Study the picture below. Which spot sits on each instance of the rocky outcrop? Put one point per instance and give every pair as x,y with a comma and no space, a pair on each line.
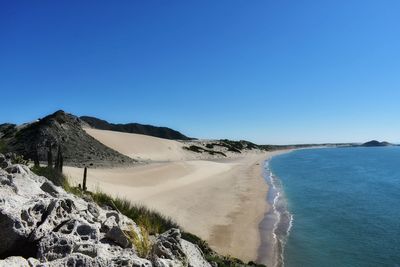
42,225
60,129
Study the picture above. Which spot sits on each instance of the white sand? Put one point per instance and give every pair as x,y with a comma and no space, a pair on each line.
221,201
138,146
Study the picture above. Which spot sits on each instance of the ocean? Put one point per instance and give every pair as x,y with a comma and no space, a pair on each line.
337,206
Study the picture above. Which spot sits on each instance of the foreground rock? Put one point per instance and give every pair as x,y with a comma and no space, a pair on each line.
42,225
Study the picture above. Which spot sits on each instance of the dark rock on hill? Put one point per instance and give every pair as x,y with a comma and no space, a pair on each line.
62,129
375,143
162,132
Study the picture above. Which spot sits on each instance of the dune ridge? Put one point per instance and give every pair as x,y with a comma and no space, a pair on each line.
221,200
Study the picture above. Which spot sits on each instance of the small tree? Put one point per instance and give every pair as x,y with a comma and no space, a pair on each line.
59,160
49,157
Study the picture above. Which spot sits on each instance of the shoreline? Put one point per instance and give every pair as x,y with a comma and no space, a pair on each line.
269,249
209,198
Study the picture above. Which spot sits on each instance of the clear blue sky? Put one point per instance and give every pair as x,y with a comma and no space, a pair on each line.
267,71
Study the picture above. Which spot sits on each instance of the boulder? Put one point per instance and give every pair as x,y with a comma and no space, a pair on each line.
46,226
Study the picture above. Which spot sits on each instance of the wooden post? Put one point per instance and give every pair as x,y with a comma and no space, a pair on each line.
84,179
36,158
49,158
59,160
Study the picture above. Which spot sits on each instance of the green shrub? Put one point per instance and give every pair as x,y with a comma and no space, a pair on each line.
142,244
153,221
53,175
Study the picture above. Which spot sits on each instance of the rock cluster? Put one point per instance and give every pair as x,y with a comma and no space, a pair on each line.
42,225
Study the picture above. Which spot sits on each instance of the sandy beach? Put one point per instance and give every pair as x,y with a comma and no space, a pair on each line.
223,201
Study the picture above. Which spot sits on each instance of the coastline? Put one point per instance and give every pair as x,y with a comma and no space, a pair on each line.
213,199
269,249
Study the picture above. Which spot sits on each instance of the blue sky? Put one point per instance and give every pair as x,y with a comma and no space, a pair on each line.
267,71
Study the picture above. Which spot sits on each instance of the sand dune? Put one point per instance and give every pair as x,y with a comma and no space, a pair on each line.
141,147
222,201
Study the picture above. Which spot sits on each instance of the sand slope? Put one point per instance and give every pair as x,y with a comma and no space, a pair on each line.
138,146
222,201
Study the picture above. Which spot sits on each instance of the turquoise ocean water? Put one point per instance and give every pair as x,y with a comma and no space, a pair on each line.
338,206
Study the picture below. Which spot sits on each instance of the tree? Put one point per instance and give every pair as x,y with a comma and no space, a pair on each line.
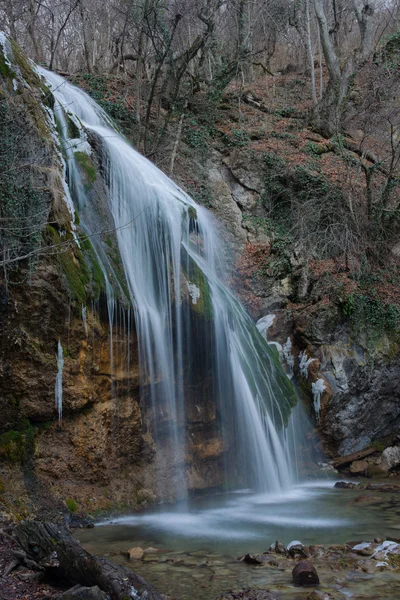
328,114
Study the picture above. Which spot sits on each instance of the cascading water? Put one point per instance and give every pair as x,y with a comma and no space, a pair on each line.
58,386
193,335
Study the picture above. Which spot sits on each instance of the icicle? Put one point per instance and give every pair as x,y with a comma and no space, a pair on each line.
84,319
194,292
288,356
164,239
264,324
304,363
58,387
318,387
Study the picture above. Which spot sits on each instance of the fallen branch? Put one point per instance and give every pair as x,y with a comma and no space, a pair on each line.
53,548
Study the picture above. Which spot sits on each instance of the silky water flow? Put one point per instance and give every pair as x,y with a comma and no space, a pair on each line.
193,335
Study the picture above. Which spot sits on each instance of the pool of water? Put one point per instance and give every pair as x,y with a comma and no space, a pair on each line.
198,542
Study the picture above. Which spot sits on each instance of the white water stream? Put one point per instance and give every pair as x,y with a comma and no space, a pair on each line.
193,335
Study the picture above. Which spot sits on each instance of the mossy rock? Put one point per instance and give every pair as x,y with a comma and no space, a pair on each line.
87,169
79,266
15,446
203,302
6,71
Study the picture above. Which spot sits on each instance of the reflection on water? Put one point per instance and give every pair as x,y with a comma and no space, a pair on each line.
198,544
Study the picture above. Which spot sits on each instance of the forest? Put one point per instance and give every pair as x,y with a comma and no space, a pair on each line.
199,299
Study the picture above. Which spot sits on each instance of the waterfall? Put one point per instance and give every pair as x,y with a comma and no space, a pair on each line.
194,338
58,386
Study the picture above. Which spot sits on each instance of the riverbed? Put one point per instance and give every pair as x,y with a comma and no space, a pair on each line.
194,545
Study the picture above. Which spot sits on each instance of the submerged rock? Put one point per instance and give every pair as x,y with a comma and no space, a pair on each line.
365,549
305,574
390,458
296,548
83,593
248,595
136,553
359,467
279,547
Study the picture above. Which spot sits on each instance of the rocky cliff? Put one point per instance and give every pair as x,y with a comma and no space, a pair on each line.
100,454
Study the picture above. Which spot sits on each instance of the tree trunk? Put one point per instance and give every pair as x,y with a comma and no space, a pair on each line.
53,548
310,54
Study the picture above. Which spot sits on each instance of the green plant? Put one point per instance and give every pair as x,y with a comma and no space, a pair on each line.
369,312
72,505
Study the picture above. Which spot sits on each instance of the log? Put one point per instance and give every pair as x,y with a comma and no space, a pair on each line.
52,547
344,460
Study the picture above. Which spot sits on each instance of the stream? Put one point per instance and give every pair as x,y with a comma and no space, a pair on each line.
196,544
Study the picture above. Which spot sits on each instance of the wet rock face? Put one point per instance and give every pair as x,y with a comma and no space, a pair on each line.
304,574
249,595
369,409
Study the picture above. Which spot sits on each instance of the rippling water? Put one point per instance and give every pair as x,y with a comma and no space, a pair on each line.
198,544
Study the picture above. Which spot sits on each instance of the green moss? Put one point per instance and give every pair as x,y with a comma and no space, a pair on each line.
71,504
15,446
87,169
5,70
76,272
73,130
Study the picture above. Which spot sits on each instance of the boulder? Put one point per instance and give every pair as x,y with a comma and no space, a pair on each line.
364,549
251,559
279,547
317,595
83,593
296,548
136,553
305,574
248,595
359,467
390,458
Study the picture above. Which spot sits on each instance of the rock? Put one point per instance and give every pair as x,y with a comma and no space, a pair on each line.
251,559
279,547
364,549
359,467
83,593
305,574
268,559
317,595
345,485
390,458
248,595
51,545
296,548
367,566
136,553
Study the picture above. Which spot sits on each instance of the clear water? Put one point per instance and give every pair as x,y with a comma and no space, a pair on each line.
198,548
193,335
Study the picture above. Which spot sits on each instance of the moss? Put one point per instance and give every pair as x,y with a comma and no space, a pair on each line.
73,131
5,70
71,505
98,282
87,169
194,275
15,446
76,272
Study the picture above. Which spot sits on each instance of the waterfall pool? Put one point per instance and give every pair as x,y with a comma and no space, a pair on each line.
196,544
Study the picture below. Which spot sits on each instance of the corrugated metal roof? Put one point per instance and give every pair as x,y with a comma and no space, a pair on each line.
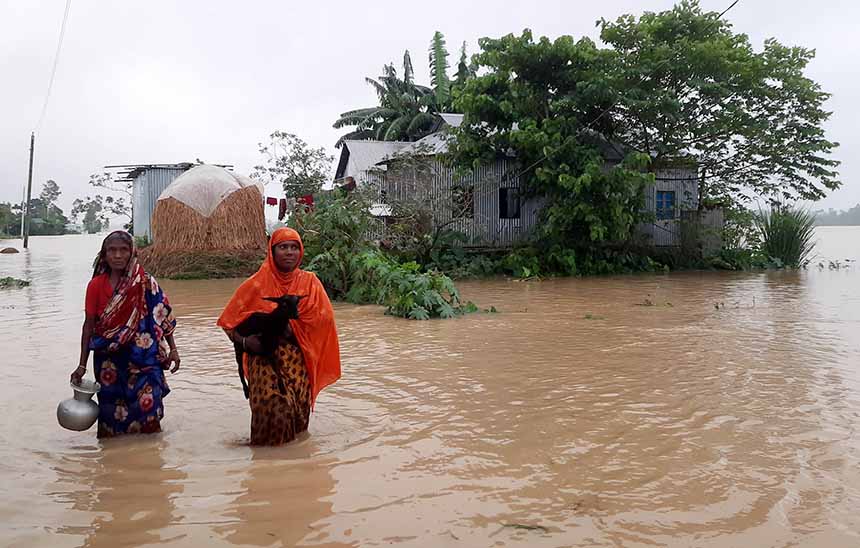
453,120
435,143
364,155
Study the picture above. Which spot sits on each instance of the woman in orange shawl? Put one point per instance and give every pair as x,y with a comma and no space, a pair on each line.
307,357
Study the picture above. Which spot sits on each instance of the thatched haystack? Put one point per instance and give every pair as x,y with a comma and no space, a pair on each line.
207,223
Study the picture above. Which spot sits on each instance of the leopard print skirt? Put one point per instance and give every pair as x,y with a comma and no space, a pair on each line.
277,417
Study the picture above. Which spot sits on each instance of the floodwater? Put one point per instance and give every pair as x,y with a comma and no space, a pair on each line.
725,413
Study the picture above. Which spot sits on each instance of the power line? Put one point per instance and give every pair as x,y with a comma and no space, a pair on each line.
56,61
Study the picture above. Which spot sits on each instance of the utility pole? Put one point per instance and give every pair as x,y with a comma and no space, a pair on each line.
26,212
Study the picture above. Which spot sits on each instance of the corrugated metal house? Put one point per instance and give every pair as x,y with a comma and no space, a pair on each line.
486,206
148,181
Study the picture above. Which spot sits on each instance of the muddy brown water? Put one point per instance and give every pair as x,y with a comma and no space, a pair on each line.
725,413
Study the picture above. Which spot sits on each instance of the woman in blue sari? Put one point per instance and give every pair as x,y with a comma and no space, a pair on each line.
129,327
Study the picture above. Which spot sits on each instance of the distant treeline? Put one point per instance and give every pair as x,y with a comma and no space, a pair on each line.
832,217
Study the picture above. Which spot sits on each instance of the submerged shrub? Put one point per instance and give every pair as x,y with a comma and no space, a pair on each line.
787,235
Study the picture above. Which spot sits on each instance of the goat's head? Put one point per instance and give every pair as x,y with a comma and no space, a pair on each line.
287,304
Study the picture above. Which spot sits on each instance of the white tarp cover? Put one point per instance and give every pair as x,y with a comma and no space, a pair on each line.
204,187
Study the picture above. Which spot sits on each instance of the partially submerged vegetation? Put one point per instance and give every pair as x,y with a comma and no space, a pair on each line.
12,283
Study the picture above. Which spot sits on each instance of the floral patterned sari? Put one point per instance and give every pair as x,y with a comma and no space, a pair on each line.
130,351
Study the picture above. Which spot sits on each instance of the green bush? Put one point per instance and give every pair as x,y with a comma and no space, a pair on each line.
403,289
787,235
353,268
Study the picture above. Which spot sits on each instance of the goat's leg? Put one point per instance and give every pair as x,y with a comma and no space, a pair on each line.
239,358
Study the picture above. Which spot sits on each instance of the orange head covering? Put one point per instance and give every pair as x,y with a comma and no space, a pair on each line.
314,330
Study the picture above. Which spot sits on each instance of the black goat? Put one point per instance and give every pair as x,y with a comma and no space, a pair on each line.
269,327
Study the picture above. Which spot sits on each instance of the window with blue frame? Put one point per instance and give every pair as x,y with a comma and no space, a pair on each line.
665,204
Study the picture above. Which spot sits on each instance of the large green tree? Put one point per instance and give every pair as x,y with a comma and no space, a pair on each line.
404,113
535,99
93,212
685,84
289,161
407,110
10,218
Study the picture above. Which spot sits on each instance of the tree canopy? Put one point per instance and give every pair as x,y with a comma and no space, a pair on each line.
670,87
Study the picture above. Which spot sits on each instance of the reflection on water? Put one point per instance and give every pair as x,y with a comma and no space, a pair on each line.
706,409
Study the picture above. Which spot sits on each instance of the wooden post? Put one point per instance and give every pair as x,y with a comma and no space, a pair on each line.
26,212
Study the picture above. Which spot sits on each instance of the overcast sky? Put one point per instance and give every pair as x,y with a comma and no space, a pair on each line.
162,82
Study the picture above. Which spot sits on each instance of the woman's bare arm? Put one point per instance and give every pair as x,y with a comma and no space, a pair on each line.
86,334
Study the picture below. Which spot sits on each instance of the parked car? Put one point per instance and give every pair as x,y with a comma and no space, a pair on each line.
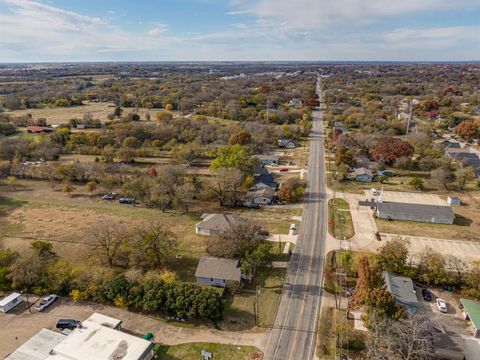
386,173
127,201
71,324
108,196
46,301
441,305
427,295
252,205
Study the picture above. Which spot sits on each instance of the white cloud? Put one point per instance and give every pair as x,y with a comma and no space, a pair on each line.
272,30
158,29
321,14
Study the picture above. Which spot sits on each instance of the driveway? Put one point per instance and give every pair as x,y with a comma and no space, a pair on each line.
365,228
19,325
453,334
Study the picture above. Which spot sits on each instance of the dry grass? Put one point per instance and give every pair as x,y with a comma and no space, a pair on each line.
36,212
59,115
466,226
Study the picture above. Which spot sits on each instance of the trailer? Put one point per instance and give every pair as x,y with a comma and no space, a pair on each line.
8,303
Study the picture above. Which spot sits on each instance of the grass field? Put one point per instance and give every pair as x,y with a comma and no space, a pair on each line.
340,223
337,337
59,115
240,314
191,351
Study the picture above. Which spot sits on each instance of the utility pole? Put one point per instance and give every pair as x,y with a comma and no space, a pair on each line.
413,102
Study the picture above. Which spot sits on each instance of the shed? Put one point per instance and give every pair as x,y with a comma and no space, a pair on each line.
402,289
436,214
471,311
215,271
262,196
215,224
453,201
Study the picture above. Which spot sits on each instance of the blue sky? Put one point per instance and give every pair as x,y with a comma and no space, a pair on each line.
208,30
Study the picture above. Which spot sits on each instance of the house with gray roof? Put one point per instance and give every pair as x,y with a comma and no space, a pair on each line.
363,175
220,272
261,196
215,224
402,289
437,214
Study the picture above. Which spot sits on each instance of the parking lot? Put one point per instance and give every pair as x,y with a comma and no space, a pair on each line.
19,325
452,333
467,251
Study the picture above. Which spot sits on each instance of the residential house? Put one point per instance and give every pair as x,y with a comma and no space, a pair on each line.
259,169
363,175
38,129
436,214
215,224
338,125
287,143
453,201
267,160
265,180
262,196
295,103
402,289
214,271
471,311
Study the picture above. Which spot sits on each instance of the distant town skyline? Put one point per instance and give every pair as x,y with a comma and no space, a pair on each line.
239,30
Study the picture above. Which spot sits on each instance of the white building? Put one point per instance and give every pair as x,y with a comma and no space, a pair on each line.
97,339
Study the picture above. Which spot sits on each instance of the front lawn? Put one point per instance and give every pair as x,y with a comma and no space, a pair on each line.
340,223
191,351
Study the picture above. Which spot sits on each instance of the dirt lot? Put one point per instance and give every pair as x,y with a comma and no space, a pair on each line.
59,115
466,226
19,325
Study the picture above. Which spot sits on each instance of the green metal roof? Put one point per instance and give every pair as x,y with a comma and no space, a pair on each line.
472,308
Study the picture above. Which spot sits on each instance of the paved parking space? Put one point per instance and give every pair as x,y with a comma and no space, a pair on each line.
409,197
18,325
452,332
465,250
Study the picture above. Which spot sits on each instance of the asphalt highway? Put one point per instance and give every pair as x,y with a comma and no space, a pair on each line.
293,334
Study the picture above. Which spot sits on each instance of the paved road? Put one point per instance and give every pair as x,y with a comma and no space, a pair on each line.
293,334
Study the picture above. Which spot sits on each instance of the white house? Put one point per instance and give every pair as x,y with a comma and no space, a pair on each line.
218,272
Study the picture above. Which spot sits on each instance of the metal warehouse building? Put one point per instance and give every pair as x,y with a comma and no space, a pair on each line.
436,214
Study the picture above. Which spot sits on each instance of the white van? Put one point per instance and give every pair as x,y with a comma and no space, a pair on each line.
8,303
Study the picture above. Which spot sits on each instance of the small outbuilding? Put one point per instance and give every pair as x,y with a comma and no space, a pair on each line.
215,224
454,201
402,289
436,214
262,196
471,311
220,272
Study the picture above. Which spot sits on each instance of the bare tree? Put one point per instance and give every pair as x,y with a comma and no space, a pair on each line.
408,339
106,239
243,237
153,244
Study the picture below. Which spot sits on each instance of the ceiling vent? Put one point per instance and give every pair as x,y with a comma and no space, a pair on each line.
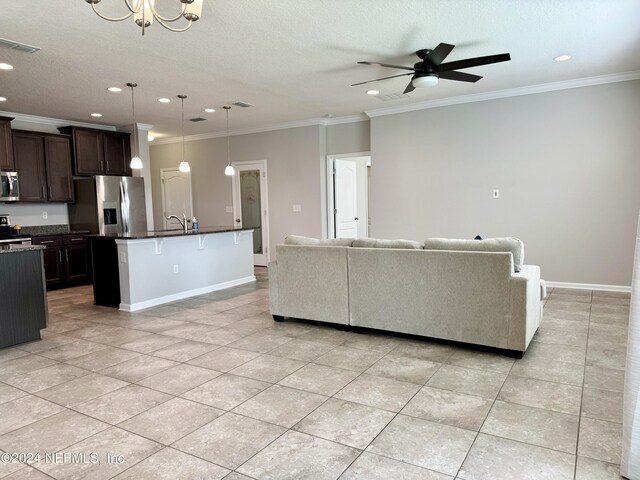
20,47
385,97
242,104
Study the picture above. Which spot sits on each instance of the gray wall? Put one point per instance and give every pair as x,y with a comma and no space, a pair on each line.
567,165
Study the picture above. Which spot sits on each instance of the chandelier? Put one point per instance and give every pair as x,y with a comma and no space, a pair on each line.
144,12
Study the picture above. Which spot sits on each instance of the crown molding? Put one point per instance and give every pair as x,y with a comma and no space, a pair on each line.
511,92
54,122
267,128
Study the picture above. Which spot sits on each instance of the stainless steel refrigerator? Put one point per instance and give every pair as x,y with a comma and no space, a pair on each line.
109,205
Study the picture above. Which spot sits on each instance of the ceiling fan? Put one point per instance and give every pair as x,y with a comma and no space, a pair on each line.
430,67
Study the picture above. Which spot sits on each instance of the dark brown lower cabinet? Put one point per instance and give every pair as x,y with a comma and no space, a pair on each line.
67,260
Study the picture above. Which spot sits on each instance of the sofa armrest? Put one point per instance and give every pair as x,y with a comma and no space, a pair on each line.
274,305
526,307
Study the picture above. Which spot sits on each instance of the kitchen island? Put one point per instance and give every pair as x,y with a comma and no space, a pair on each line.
23,299
134,271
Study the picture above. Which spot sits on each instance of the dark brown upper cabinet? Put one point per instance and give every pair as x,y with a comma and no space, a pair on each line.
98,152
43,163
6,150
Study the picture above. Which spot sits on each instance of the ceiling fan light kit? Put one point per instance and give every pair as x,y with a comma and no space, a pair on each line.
144,12
430,68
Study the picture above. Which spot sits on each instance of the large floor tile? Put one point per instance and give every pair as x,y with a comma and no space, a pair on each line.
81,389
501,459
229,440
171,464
450,408
466,380
281,405
226,391
375,467
122,404
171,420
541,394
545,428
296,455
319,379
379,392
426,444
345,422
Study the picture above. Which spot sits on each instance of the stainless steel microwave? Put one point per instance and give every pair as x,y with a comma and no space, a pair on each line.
9,187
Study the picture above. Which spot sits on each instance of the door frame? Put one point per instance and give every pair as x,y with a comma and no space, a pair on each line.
163,171
329,206
264,201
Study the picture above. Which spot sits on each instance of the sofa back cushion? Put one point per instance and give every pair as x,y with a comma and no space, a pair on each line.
319,242
381,243
503,244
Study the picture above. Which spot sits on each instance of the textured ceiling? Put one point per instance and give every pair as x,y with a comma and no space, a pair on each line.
294,59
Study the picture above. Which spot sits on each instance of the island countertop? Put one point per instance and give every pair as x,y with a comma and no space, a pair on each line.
170,233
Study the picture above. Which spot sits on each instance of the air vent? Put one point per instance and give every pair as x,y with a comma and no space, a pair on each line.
242,104
385,97
20,47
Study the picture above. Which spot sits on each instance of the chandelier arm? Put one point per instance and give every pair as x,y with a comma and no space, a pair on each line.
93,5
160,18
175,29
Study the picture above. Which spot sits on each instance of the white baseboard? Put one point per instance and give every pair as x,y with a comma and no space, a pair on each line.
154,302
590,286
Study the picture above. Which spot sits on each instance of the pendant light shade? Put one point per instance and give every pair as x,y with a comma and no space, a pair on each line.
184,165
228,170
136,161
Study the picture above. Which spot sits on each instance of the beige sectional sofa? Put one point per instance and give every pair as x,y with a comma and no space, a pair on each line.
446,291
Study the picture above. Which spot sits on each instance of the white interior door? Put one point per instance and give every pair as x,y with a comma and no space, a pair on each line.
250,205
346,198
176,196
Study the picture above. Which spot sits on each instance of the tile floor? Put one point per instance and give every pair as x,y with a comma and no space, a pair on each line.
212,388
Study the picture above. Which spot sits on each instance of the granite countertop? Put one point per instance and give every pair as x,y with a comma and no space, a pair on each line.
170,233
21,248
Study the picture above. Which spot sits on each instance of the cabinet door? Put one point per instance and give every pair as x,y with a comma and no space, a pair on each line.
57,154
117,154
76,259
89,158
6,151
53,271
29,161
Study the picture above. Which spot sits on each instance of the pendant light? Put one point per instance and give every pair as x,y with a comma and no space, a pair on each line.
184,165
228,170
136,161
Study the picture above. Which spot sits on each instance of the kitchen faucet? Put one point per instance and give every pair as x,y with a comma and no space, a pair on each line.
182,222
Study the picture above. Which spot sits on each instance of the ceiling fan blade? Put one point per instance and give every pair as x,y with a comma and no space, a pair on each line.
438,54
377,64
474,62
410,88
460,76
384,78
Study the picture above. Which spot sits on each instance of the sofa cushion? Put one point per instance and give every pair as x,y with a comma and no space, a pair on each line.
381,243
503,244
327,242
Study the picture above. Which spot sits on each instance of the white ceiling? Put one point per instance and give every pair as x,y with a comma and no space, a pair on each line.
294,59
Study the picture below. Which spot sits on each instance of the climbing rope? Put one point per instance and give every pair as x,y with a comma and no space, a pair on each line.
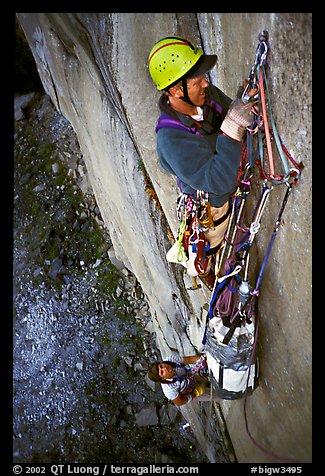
276,167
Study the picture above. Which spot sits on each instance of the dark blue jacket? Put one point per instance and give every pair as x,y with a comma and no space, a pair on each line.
208,163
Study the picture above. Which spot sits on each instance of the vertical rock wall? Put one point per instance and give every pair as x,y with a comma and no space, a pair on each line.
93,65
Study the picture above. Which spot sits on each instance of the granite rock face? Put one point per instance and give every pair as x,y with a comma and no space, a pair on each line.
93,66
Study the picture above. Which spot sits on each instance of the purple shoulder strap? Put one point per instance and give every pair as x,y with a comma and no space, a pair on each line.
165,120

*****

Work to do |
Begin with the line that contains "the dark blue" and set down each line exactly until the records above end, including the final line.

Output below |
Study the picture above. Which spot sits on each instance of the dark blue jacket? Put one point per instance and give every pair as x,y with a comma and no space, a pair on each line.
208,163
Study the picture above. Which spot sits on each instance of the vertical rock wall? Put one point per instance and give every pair as x,y with a comma and no space, a pair on each line.
93,65
Study the picture above. Which spot sits on each instance of the granite rock face? Put one point per instance and give every pair as x,y with a comma and no space, a pair on each line.
93,66
Study the picture above. Which spot sits on each instance of the purple shoulder strap? Put one point per instance and give every pair as x,y with a comma and no space, a pair on each line.
165,120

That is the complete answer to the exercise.